[Your goal] Pull out each line of the records that contains the word "wall" and copy it unchanged.

[Records supplied]
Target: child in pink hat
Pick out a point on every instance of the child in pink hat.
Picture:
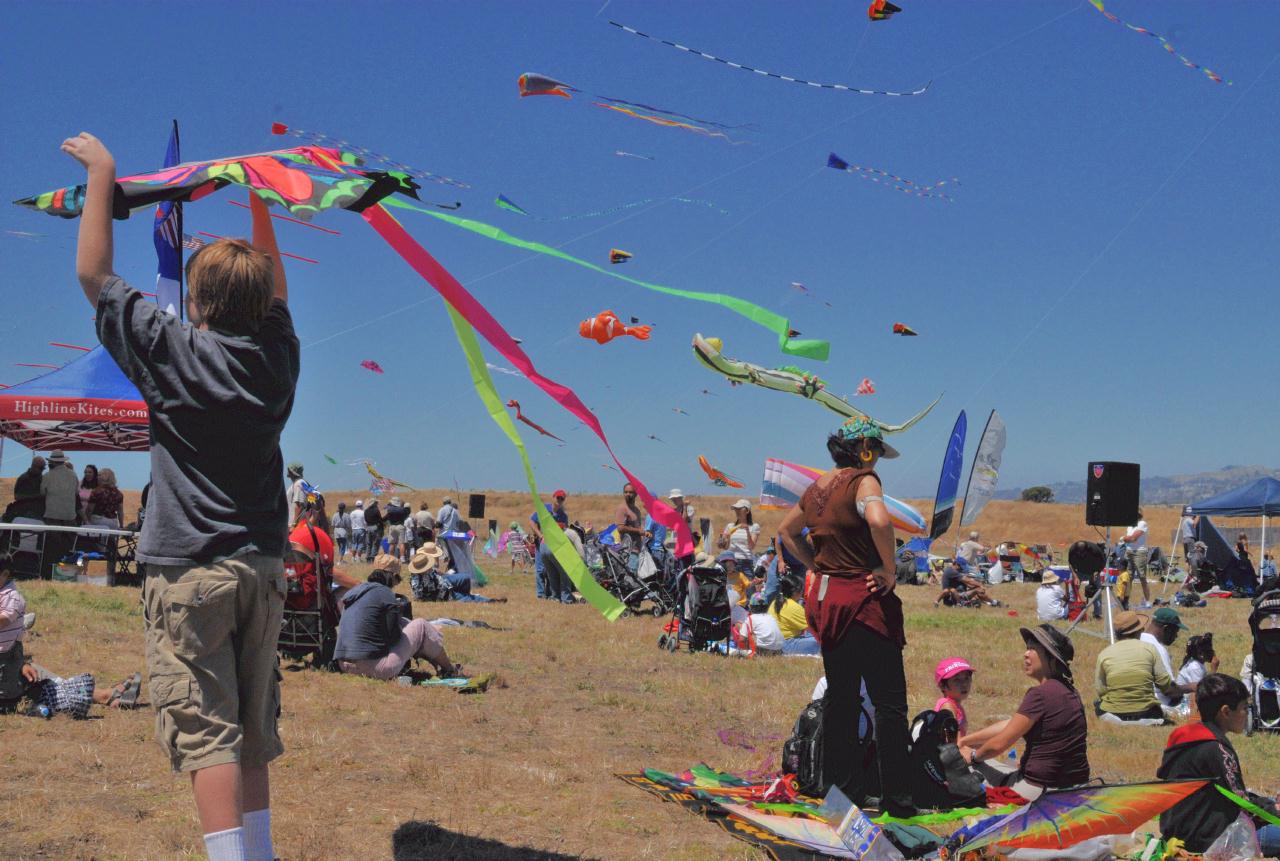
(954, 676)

* * *

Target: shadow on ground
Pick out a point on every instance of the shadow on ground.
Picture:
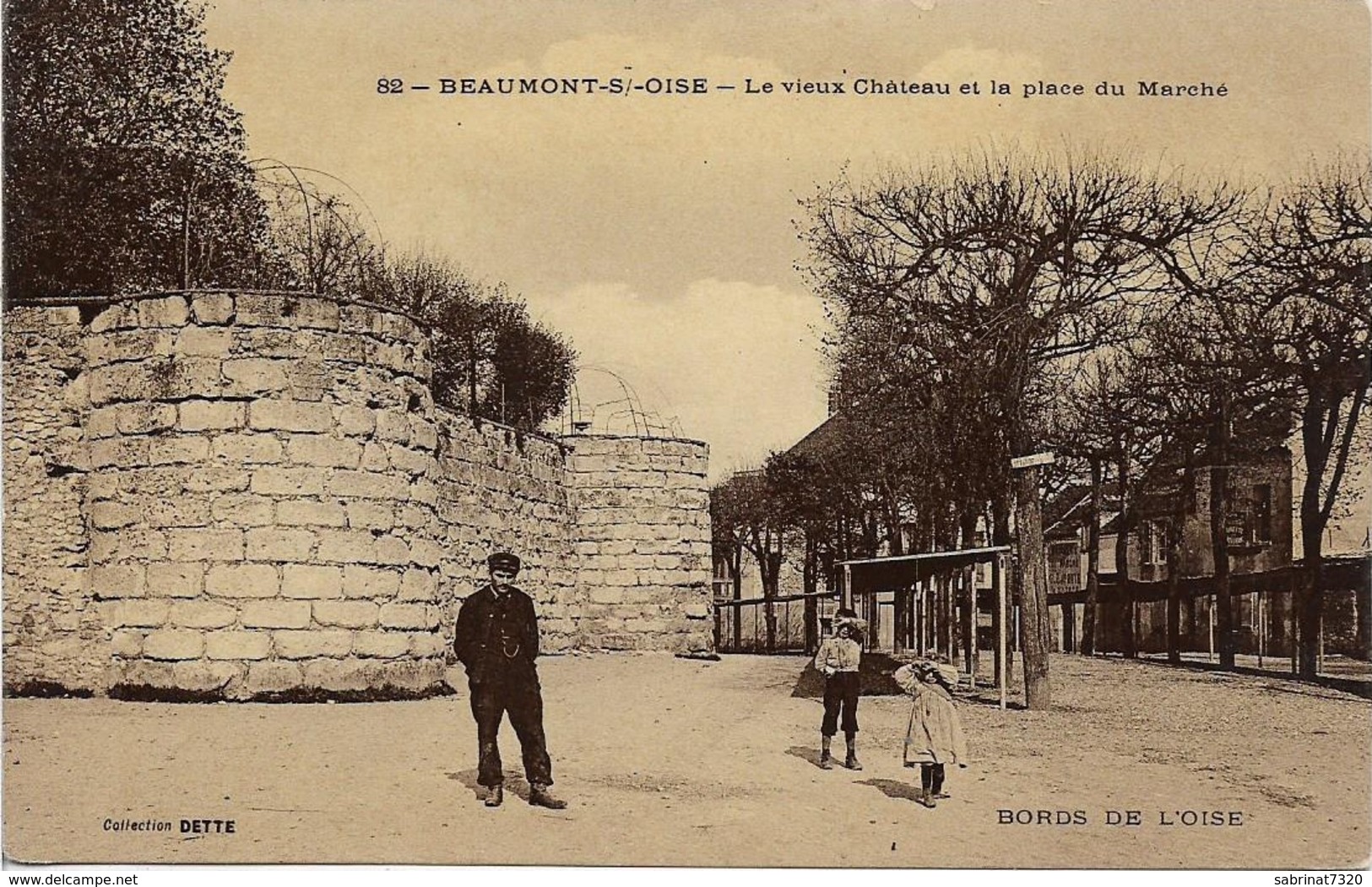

==

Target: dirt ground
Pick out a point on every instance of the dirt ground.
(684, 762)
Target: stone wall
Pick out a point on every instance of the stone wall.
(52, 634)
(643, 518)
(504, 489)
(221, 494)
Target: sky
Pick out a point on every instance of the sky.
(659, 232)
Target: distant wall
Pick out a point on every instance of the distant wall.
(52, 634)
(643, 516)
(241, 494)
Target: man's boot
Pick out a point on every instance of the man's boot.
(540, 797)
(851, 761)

[Exercise solution]
Target: stone wall
Pick out a point on every instance of the stone wall.
Target: distant wall
Pick out a point on every instance of the distant wall.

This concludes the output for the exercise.